* [GIVEN EXERCISE]:
Copy out every entry below verbatim, leaving out the pictures.
───── MATERIAL SUPPLIED ─────
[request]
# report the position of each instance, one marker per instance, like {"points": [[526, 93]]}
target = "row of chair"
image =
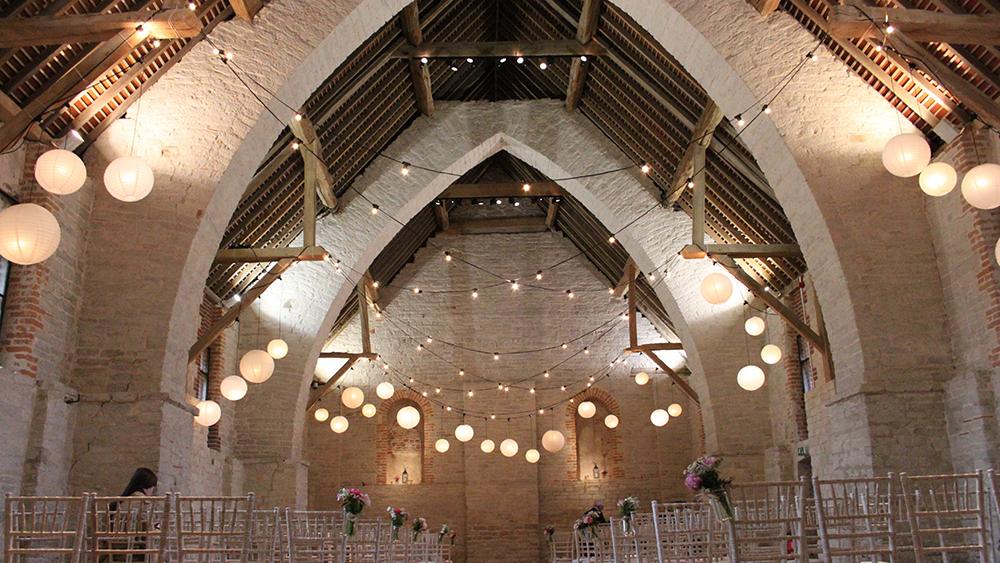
{"points": [[948, 518]]}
─────
* [FINISHED EXERCISE]:
[request]
# report the position of each instance, one marker per instance, like {"points": [[526, 93]]}
target = "row of chair"
image =
{"points": [[948, 518]]}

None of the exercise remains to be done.